**** MATERIAL FOR THE TASK ****
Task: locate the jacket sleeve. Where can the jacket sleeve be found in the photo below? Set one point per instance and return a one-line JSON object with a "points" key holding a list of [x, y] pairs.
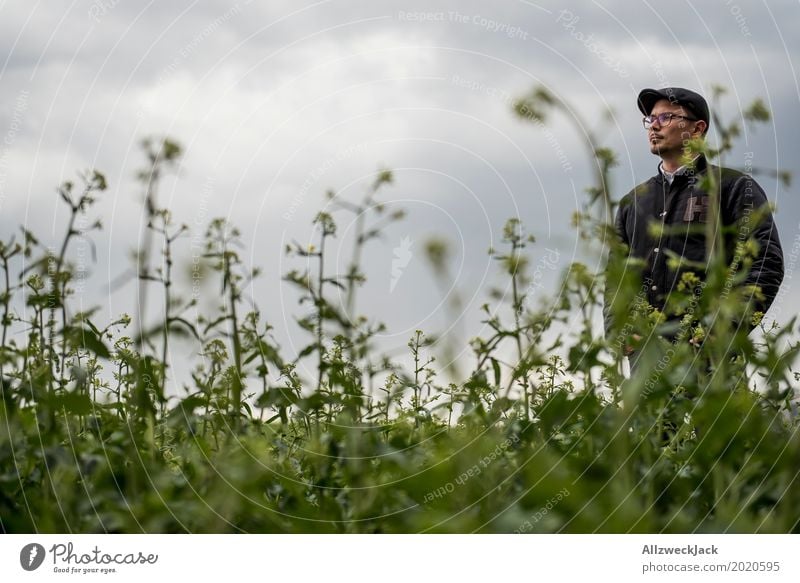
{"points": [[611, 286], [751, 212]]}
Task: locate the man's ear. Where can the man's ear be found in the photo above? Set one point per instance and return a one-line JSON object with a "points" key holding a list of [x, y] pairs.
{"points": [[701, 127]]}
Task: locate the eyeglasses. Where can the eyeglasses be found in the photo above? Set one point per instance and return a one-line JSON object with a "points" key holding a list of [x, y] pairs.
{"points": [[663, 119]]}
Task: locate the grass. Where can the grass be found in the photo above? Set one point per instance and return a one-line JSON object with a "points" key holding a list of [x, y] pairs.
{"points": [[538, 436]]}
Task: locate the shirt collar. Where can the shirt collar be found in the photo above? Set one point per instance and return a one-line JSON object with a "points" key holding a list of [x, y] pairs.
{"points": [[670, 176]]}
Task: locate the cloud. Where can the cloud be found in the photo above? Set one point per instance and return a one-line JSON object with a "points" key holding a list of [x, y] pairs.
{"points": [[275, 103]]}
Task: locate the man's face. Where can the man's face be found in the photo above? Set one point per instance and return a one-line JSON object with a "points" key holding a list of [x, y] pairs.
{"points": [[668, 140]]}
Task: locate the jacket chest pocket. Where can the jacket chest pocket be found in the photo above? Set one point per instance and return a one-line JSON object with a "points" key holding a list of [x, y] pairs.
{"points": [[694, 209]]}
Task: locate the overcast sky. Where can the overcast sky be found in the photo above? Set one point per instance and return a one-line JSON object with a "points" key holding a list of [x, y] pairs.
{"points": [[276, 102]]}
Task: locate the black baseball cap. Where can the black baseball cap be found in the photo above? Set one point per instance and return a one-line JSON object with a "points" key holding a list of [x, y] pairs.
{"points": [[693, 102]]}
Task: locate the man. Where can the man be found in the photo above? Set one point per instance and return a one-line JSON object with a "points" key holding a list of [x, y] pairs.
{"points": [[674, 199]]}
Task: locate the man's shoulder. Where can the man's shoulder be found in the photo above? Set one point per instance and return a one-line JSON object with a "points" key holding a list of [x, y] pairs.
{"points": [[726, 174]]}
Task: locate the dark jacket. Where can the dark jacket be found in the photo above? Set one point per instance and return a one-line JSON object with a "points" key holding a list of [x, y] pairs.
{"points": [[683, 207]]}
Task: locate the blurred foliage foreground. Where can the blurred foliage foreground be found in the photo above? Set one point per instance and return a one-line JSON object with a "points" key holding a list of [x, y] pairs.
{"points": [[536, 437]]}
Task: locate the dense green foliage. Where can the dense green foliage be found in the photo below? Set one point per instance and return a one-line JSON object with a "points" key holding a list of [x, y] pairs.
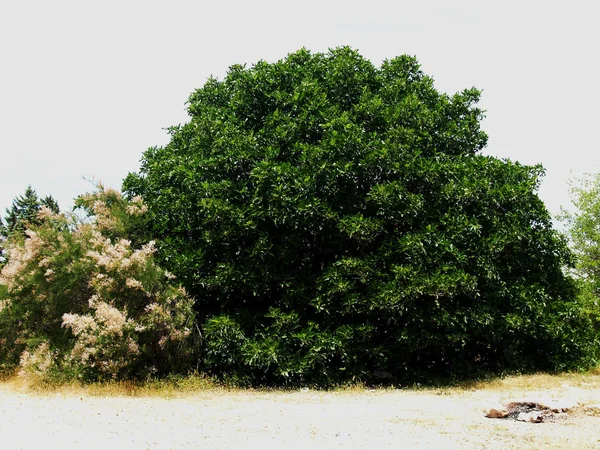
{"points": [[334, 221], [81, 299]]}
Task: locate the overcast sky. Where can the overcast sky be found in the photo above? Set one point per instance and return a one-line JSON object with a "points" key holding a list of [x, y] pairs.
{"points": [[87, 87]]}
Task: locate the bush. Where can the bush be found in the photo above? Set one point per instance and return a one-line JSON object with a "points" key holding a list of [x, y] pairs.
{"points": [[82, 299], [334, 221]]}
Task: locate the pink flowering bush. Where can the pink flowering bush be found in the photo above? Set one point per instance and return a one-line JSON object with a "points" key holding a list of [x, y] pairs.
{"points": [[85, 297]]}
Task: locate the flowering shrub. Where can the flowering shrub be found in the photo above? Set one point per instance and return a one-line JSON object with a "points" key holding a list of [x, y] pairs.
{"points": [[82, 297]]}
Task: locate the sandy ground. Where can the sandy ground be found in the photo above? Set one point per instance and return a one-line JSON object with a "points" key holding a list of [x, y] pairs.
****
* TASK DIRECTIONS
Wherever a picture appears in the data, please drop it and retype the rest exactly.

* ANSWER BOX
Task: locate the jacket sleeve. Where can the jacket sleeve be found in the photo below? Set one point per instance and return a one-line JSON object with a "points" key holding a list of [x, y] pairs.
{"points": [[611, 286], [751, 212]]}
Task: locate the man's ear. Where can the man's ear be found in the photo above? Set one point per instance and return a one-line JSON object with a "points" key holding a list of [x, y] pairs.
{"points": [[701, 127]]}
Task: locate the eyeglasses. Where can the eyeglasses be found in the photo above? Set one point per instance and return a one-line JSON object with a "points" key holding a list of [x, y] pairs.
{"points": [[663, 119]]}
Task: locate the grass. Where can the grass be found in the photo above? Set one point per instance and return a one-line JSON object with a "points" key holding a list of [x, y] pairs.
{"points": [[538, 436]]}
Task: locate the shirt collar. Where can the shirt collar be found in the photo above? Set one point per instance and return a one-line JSON object with a "points" key holding a list of [x, y] pairs.
{"points": [[670, 176]]}
Task: locate the cloud. Where can the cloud be found in the photo above? Set one point per instance and return a one-line JSON object with a "points" key holding a list of [x, y] pairs.
{"points": [[275, 103]]}
Task: locate the man's face. Where can the man's face be found in the photo above? Set one point per instance and return a one-line JSON object with a "points" key holding a list of [x, y] pairs.
{"points": [[668, 140]]}
Task: locate the jacket chest pocket. Where can the jacket chest pocket be found in the photo above? Set one point per instance and return a one-line JSON object with a "points" key holding a list of [x, y] pairs.
{"points": [[694, 209]]}
Task: locate the overcast sky. Where can the overcast sky be found in the photo above? Set one point per instance and return a one-line JSON object with a "points" key holding a list of [x, y] pairs.
{"points": [[276, 102]]}
Task: locate the black baseball cap. Where can the black baseball cap be found in the photo above? Set one point per instance and return a one-line JSON object with a "points" key holding a list of [x, y] pairs.
{"points": [[693, 102]]}
Task: locate the man. Where can the man be found in the photo above? Set one point per instance and return a one-line JSON object with a "points" key holding a list of [x, y] pairs.
{"points": [[674, 199]]}
Task: locate the man's shoulder. Where can the man's shoulder be found in the photo above? Set one point per instance and return a one-line JSON object with a "points" key holding a list of [x, y] pairs.
{"points": [[726, 174]]}
Task: locate the dark jacket. Where can the dark jacket be found in the photo above? Set one point per instance and return a one-line JSON object with a "points" key holding a list of [x, y] pairs.
{"points": [[683, 207]]}
Task: locate the blurred foliage foreground. Where can the blurred foliage foreground be found in the photo above? Set one point per instance and return a one-line JSON object with a "points" key holding a list of [x, y] pairs.
{"points": [[536, 437]]}
Task: locate the dense green foliage. Where can the dense green foliage be found in the photo below? Set one point per instance and return a one-line JSON object with a "points" key holding a list of [x, y] pairs.
{"points": [[334, 221], [81, 299]]}
Task: locate the overcast sky. Where can the overcast sky be found in the photo above? Set one point per instance and return a one-line JSON object with a "points" key holding a list of [x, y] pairs.
{"points": [[87, 87]]}
Task: locate the bush. Where can the bush be found in the photo above? Set one point per instance and return a one-line JSON object with a "points" key holding a list of [x, y] pairs.
{"points": [[82, 299], [334, 221]]}
Task: locate the pink flowering bush. Where can the pink flowering bush be found in the photo above? Set one point per instance and return a one-line JSON object with a "points" key holding a list of [x, y] pairs.
{"points": [[85, 297]]}
Task: locate the flowering shrub. Where can the flowering shrub be found in the photo above? Set one point per instance and return a one-line JSON object with a "points" key holding a list of [x, y] pairs.
{"points": [[82, 297]]}
Task: locate the sandy ground. Where can the sandy ground be found in the photo above? Set one point per instance and return a one-line JSON object with a "points" key holding a list of [x, y] pairs.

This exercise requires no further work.